-------- GIVEN TEXT

Five dysfunctions of a team: Lencioni's framework explained

Executive overview

Most executive teams fail not from lack of talent but from lack of trust. Without trust, teams avoid conflict; without conflict, they can't commit; without commitment, accountability collapses.

Lencioni's pyramid framework — trust → conflict → commitment → accountability → results — gives leaders a diagnostic and a build order. Each layer depends on the one below it.

The root cause of poor team results is almost always missing vulnerability-based trust.

The five-layer pyramid

  • Vulnerability-based trust (Amy Edmondson's psychological safety) is the foundation — the ability to disagree openly without fear.
  • Without trust, teams suppress productive conflict; disagreement stays polite and performative.
  • Without real conflict, "yes" in the room masks "no" in action — false commitment.
  • False commitment makes accountability impossible; deadlines slip without consequence.
  • Accountability failure is the direct cause of missing results.
  • Diagnose from the bottom up: start with trust, escalate only once each layer is ruled out.

Building conflict and accountability muscles

  • Trust alone isn't enough — teams need explicit practice having productive disagreements.
  • A team with trust but no conflict habit will still avoid difficult conversations.

----------------
-------- INFORMATION GIVEN

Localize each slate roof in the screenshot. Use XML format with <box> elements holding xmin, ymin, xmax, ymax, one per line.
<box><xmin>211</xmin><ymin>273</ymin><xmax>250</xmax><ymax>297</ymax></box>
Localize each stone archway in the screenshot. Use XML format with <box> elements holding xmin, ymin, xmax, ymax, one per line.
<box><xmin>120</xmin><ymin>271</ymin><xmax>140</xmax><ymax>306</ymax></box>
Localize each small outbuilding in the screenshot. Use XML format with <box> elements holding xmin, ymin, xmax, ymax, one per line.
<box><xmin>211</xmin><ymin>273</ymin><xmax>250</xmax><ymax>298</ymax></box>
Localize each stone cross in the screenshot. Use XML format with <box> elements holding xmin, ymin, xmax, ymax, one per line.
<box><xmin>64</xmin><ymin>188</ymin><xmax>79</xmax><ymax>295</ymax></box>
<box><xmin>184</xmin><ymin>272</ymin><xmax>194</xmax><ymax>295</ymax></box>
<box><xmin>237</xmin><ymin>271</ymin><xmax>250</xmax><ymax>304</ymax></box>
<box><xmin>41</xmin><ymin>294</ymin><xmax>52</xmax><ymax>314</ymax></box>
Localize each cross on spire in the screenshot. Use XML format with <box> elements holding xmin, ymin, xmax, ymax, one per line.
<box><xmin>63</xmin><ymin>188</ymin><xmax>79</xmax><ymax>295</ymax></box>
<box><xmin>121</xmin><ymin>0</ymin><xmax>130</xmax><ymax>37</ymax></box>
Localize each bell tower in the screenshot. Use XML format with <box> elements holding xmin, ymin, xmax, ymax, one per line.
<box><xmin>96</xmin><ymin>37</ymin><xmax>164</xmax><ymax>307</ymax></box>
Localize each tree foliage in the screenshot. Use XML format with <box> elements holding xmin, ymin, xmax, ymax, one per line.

----------------

_EXERCISE PROMPT_
Continue the text on Lencioni's five dysfunctions of a team, starting after its final sentence. The data has no connection to the text on Lencioni's five dysfunctions of a team.

_ANSWER TO THIS PROBLEM_
  • Accountability muscle: set clear commitments, then actively examine why deadlines are missed — not to blame, but to understand.
  • The diagnostic question: where exactly on the pyramid does the team break down?

First team

  • Every executive's primary team is the executive peer group, not their functional department.
  • CMOs, CPOs, and engineering heads instinctively identify with their own departments — this is the default failure mode.
  • Departmental loyalty at the expense of company health produces finger-pointing and blame between functions.
  • Symptom: executives defend their team's record rather than solving the cross-functional problem.
  • The CEO must name the first-team norm, model it, and hold peers accountable to it.
  • The framework applies at every level — directors should also treat their peer group as first team.

Ego and collective winning

  • Individual star performance does not predict team championships — NBA data supports this.
  • Managing ego means acting in service of the team even when personal instincts push the other way.
  • Starts at hiring; reinforced through incentives and ongoing accountability.

Self-awareness as the foundation of trust

  • Personal disclosure — sharing strengths, weaknesses, and working styles — is the fastest trust accelerator.
  • Three practical tools:
    1. Personal operating manual ("working with me" doc): 1–2 pages on preferences, values, triggers, communication style.
    2. 360 feedback: gather input from direct reports, peers, and managers on strengths, blind spots, and specific behavioral suggestions; debrief with a coach.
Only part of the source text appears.